Region pointing data:
○ ○ ○ ○ ○

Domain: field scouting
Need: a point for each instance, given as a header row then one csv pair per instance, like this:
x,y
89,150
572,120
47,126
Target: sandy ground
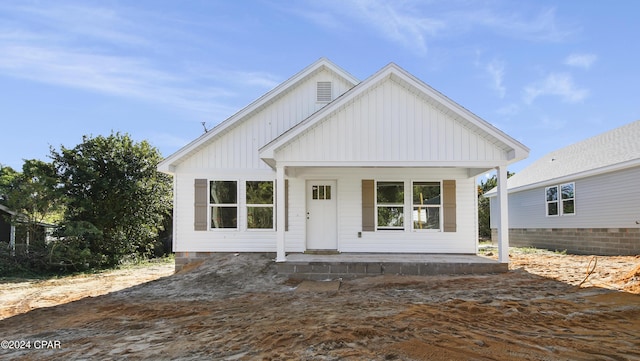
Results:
x,y
237,308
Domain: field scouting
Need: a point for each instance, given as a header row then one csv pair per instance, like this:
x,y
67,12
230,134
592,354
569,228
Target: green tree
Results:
x,y
484,209
33,195
116,200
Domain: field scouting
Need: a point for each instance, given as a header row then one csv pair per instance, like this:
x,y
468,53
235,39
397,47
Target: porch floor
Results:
x,y
353,265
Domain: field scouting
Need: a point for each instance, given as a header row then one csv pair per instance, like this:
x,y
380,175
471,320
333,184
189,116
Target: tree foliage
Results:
x,y
105,197
116,200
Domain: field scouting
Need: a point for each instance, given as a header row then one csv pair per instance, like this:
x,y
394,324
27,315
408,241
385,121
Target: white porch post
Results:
x,y
503,221
280,214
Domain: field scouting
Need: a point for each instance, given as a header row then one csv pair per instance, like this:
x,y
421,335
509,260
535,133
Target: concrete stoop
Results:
x,y
347,270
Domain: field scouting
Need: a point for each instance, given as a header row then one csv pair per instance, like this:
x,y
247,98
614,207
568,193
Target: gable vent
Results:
x,y
324,92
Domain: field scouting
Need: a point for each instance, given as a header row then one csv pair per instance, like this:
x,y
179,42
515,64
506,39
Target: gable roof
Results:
x,y
168,164
613,150
516,151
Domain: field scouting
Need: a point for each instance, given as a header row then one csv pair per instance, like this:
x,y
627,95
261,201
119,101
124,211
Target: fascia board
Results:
x,y
571,177
167,165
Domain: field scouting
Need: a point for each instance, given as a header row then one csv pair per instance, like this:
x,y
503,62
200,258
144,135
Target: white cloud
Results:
x,y
509,110
495,69
581,60
556,84
92,48
413,24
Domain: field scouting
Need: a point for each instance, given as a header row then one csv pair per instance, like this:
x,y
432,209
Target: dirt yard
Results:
x,y
237,308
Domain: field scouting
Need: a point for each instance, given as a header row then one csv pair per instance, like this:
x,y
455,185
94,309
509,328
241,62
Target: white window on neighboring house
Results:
x,y
552,201
260,214
560,200
223,202
390,205
567,191
324,93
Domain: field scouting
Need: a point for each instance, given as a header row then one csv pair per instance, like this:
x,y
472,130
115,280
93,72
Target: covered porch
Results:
x,y
354,265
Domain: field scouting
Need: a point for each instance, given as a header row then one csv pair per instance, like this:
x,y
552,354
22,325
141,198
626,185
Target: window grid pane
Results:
x,y
223,192
224,217
259,192
390,217
426,218
260,217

○ ○ ○ ○ ○

• [Exercise prompt]: Retype the whole of the data verbatim. Skip every picture.

• [Solution for this exercise]:
Domain: field scouting
Need: a point for each instance, given as a header row then one csv pair per instance, like this:
x,y
89,150
572,120
47,126
Target: sandy ground
Results:
x,y
237,308
Domain: field scouting
Need: a point for each instance, given as a header row then one csv pair per instance, like this:
x,y
67,12
230,134
592,354
569,228
Target: green tree
Results:
x,y
484,209
33,195
116,200
Domain: field scouting
Need: a point for each instance, given as a header row then one csv pair per instance, like this:
x,y
468,53
235,39
397,47
Target: porch floor
Results:
x,y
353,265
Domain: field scouting
Need: a point for each instance, given as a header row then one csv pair per instance, like this:
x,y
380,175
471,320
333,184
189,116
Target: tree foliage
Results:
x,y
105,197
116,200
Domain: field scouting
Need: a point for each instance, given as a header row then one csv pair per instance, like this:
x,y
394,324
27,315
408,241
385,121
Target: white porch post
Results:
x,y
503,221
280,214
Domain: field scouting
Need: a point for each instance, given as a header row then one csv pair per instance, like this:
x,y
421,335
509,260
535,133
Target: concrete stoop
Results:
x,y
347,270
Domain: field scouting
Need: a point for each instance, given as a header row then one csv pair per instance, like this:
x,y
247,98
614,207
568,193
Target: gable vent
Results:
x,y
324,92
Domain: field scouting
Need: a point for each instance, given as a header row then one csv pair per instance, like this:
x,y
179,42
515,64
506,39
Target: gable roof
Results:
x,y
168,164
613,150
516,151
Domain: field scouting
Need: a point for each instance, given as a header row then one csv pair per instance, like this:
x,y
627,95
261,201
119,101
124,211
Target: fascia board
Results:
x,y
571,177
167,165
Domain: field scouting
Need: a point for each instance, given as a header row then one csv pair per instance, like this:
x,y
503,62
200,258
144,135
Target: white cloud
Results:
x,y
509,110
495,69
581,60
556,84
92,48
413,24
Domain: field scouting
Need: a point for each instance, given as a header row then one csv pair per instance, like this:
x,y
432,209
Target: dirt yard
Results:
x,y
237,308
Domain: field scouting
Need: a point for each instance, given as a header row then one csv pair per instance, like this:
x,y
455,185
94,309
509,328
241,62
Target: white window on neighboring house
Results:
x,y
552,201
260,214
560,200
223,202
390,205
567,191
324,93
Domain: field scouting
Need: a point for each instance, given as a header row then one csv pair per instance, like this:
x,y
472,130
115,280
93,72
Target: covered porch
Results:
x,y
354,265
Domain: field scouting
Need: a point for each instance, given as a header row then one csv pair per instance, like this:
x,y
552,354
22,325
141,198
626,185
Target: window grid pane
Results:
x,y
223,192
224,217
259,192
390,217
426,218
260,217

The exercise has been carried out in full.